TASK BRIEF — Display each line of the data below that contains the string "Expected", matching case exactly.

Dataset excerpt
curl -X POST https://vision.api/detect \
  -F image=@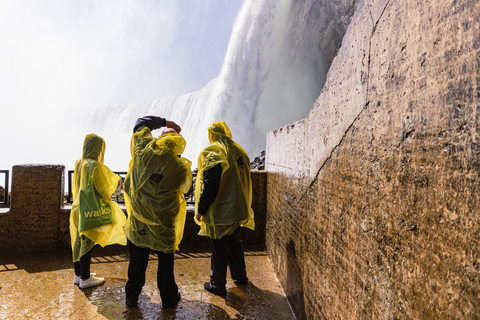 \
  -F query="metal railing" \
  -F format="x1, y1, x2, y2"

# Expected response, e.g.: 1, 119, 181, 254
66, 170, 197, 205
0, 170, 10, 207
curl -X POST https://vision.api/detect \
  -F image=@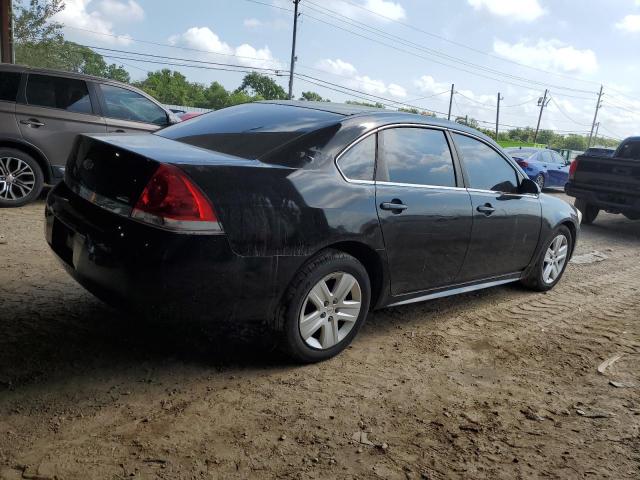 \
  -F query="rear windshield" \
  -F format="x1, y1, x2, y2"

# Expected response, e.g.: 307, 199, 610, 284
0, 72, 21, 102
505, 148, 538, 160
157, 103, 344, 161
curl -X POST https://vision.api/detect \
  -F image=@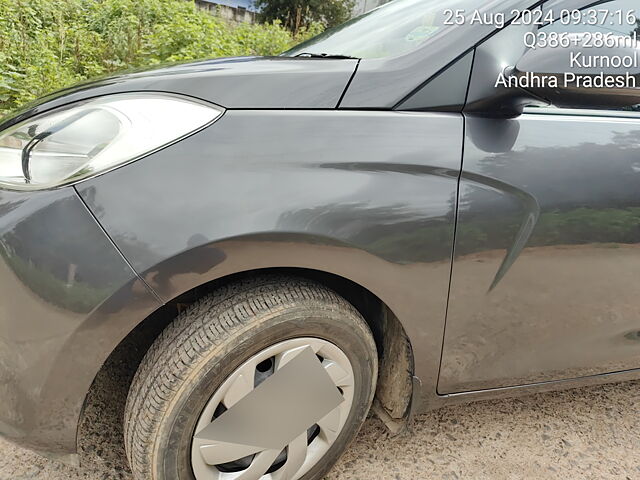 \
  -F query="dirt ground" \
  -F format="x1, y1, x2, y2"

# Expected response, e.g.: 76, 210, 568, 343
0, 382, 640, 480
---
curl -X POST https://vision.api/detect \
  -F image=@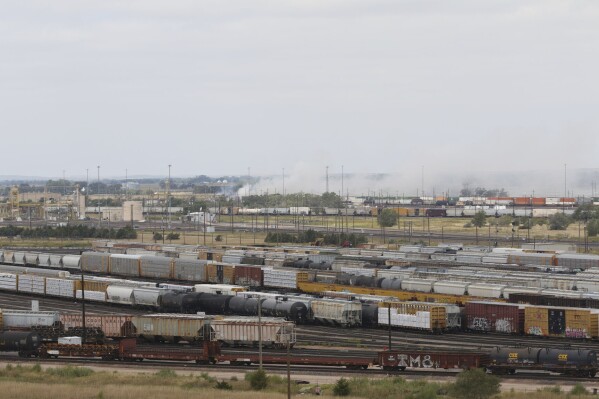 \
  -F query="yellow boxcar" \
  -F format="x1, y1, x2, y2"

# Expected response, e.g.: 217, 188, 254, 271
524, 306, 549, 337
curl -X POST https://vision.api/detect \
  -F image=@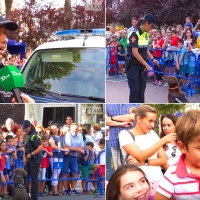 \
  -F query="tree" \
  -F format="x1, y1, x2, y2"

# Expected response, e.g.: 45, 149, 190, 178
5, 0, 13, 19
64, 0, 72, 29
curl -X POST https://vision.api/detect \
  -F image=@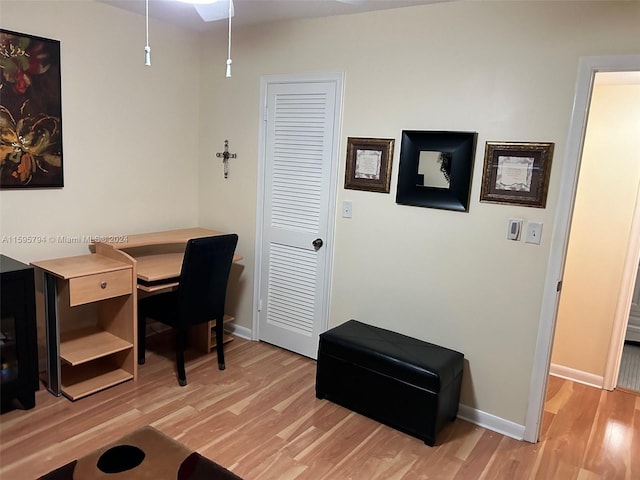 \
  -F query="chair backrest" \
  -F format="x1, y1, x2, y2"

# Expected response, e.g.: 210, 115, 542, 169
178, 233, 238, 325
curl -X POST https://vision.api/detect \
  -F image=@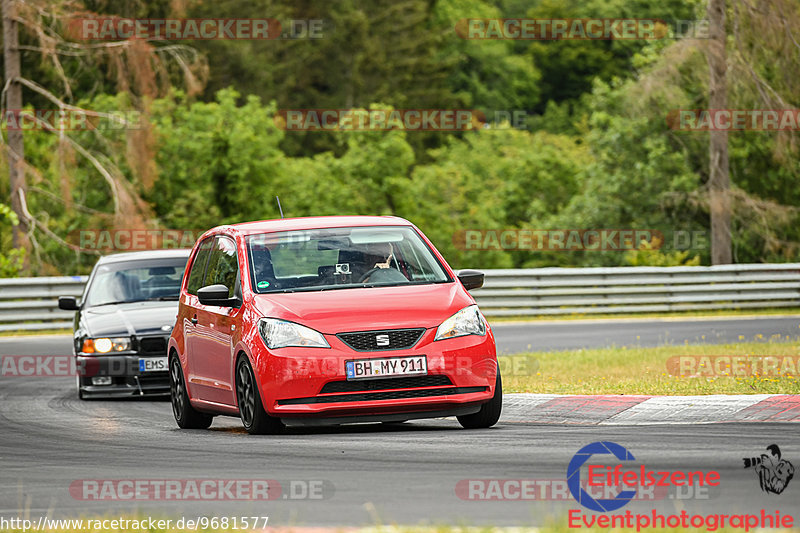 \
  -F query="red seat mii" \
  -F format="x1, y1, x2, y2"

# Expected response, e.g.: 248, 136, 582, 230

WRITTEN SOLUTION —
# Expected response, e.g.: 1, 119, 181, 254
# Expected response, e.g.: 307, 199, 610, 284
# Expected response, e.g.: 76, 210, 568, 343
# Expected response, e.g.: 217, 188, 254, 271
# Expected response, e.g.: 45, 149, 190, 178
# Expected response, e.g.: 210, 115, 542, 169
# Expected response, e.g.: 248, 136, 582, 230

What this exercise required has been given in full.